__STATED GOAL__
Copy the data below word for word, keeping every line unchanged.

++++ EXTRACTED ENTRIES

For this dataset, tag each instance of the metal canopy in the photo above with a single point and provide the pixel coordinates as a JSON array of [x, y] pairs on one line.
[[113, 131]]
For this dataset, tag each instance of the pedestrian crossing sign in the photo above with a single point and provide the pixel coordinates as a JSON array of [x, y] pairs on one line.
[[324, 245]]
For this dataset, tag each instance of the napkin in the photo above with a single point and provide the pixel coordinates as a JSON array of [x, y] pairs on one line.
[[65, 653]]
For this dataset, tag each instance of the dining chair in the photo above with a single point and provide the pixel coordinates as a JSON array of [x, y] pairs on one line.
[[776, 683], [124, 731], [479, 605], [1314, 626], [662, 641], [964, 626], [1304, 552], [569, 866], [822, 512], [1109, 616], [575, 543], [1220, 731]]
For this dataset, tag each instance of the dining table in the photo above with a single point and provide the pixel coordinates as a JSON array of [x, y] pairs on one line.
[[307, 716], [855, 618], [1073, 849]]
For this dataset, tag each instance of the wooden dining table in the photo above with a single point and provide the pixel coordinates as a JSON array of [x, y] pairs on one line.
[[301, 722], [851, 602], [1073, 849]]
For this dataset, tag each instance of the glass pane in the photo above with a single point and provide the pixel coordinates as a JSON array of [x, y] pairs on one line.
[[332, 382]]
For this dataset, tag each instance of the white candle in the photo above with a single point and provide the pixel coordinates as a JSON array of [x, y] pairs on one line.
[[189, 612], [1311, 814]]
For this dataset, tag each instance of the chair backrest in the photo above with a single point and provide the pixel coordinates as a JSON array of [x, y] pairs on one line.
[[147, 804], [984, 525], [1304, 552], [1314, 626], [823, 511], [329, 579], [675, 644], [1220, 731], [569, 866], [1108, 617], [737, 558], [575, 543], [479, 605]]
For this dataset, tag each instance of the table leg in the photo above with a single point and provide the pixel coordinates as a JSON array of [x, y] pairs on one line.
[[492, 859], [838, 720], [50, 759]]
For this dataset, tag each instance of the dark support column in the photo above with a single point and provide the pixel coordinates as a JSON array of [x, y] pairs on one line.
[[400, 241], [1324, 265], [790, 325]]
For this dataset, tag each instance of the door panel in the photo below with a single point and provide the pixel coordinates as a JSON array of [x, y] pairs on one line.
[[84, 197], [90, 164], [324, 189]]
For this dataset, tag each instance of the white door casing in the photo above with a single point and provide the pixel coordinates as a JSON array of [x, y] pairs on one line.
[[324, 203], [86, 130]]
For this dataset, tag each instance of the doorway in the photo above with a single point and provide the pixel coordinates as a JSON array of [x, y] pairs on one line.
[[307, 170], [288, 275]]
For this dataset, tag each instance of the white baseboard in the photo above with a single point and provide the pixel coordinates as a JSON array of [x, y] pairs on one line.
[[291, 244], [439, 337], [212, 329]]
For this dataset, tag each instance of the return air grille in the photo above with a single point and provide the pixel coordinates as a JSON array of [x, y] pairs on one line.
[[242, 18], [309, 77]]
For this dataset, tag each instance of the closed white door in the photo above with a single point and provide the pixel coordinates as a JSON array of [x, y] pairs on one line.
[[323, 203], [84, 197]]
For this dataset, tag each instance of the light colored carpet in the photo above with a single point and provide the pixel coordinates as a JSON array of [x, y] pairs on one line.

++++++++

__RESPONSE TO THIS TASK__
For this dataset, tag each instance of the metal canopy in the photo above with a single point and provide the pixel coordinates as a JSON array of [x, y] pairs on one line.
[[113, 131]]
For this dataset, tag each instance of the pedestrian crossing sign in the photo above with a single point and provide the pixel coordinates as a JSON array of [x, y] pairs on one line.
[[324, 245]]
For this dataset, tag each instance of the napkin in the photo above with a single point and provide the pixel coordinates as a JSON array of [x, y] pairs on one line.
[[65, 653]]
For this dataset, tag each instance of the dining chair in the photo above with a single point and provide the pixel coordinates as a JSON array of [x, y] pairs on one line.
[[776, 683], [124, 731], [479, 605], [1314, 626], [662, 641], [964, 626], [1304, 552], [569, 866], [822, 512], [1109, 616], [575, 543], [1220, 731]]
For this dataset, tag each instance of the dining table in the photo above with a single point and provide the pixel coordinates as a JSON array of [x, y] pairs on one line.
[[307, 716], [855, 618], [1073, 849]]
For this dataset, tag each instance of the wooden dining table in the photo above with a single point and provide the pixel coordinates as a JSON array of [x, y] pairs on one line.
[[301, 722], [851, 602], [1073, 849]]
For this dataset, tag each instance of the glass pane in the photo above with a single point and provide the pixel coordinates as a JSON array of [x, y] pairs on one line.
[[332, 382]]
For this dataset, tag each instance of the white candle in the photo above with a single point and provide the pixel coordinates as a JSON array of [x, y] pairs on one line.
[[189, 612], [1311, 814]]
For this dataset, tag each instance of the chair backrest in the photo above with a single point and provide the pixel coordinates as a JSON array of [x, y] pairs on one line.
[[147, 804], [984, 525], [1304, 552], [1314, 626], [823, 511], [329, 579], [675, 644], [1220, 731], [569, 866], [1108, 617], [737, 558], [575, 543], [479, 605]]
For this dataset, tag each instance of the table leg in the photo above with a single point and provide the pixel coordinates as a JSON array of [x, y] pairs on one line.
[[492, 859], [838, 720], [50, 759]]
For this dataset, tag each instance of the dark support column in the photo above with a single point and provide the pixel coordinates as a JSON array of [x, y] pairs on one line.
[[400, 241], [1324, 265], [790, 325]]
For this dataset, tag each instance of the door panel in the photo below with a single point and provide the pixel coordinates as a JSON array of [x, y] pairs on one line.
[[84, 197], [90, 164], [324, 189]]
For this dataset, tag each instance of the white door casing in the photo above with a single point and provide the pixel coordinates as a JSON array of [x, y] pairs on one line.
[[324, 203], [86, 130]]
For this dataset, tag each instance of the doorway in the photo above with a single point and provide the pixel coordinates as a JSON array of [x, y] pairs on one line.
[[307, 170], [288, 275]]
For this dataset, tag each instance of the white baseboard in the photo above with a single point and provide the pixel coordinates as a JSON array of [x, y] pairs on one line.
[[291, 244], [439, 337], [212, 329]]
For this dataset, tag each instance of the return air grille in the photo above with a single point and provide the pixel coordinates as a JSON array of [x, y] pairs on one line.
[[242, 18], [309, 77]]
For this dataset, tag each instance of the closed white door in the photo above with a single point and provide the pixel coordinates as a JSON array of [x, y] pairs on one line.
[[323, 203], [84, 197]]
For this dataset, tag each instance of the light colored carpet in the photo above with a single point and provide the pixel coordinates as a JSON array of [x, y] pairs on one line.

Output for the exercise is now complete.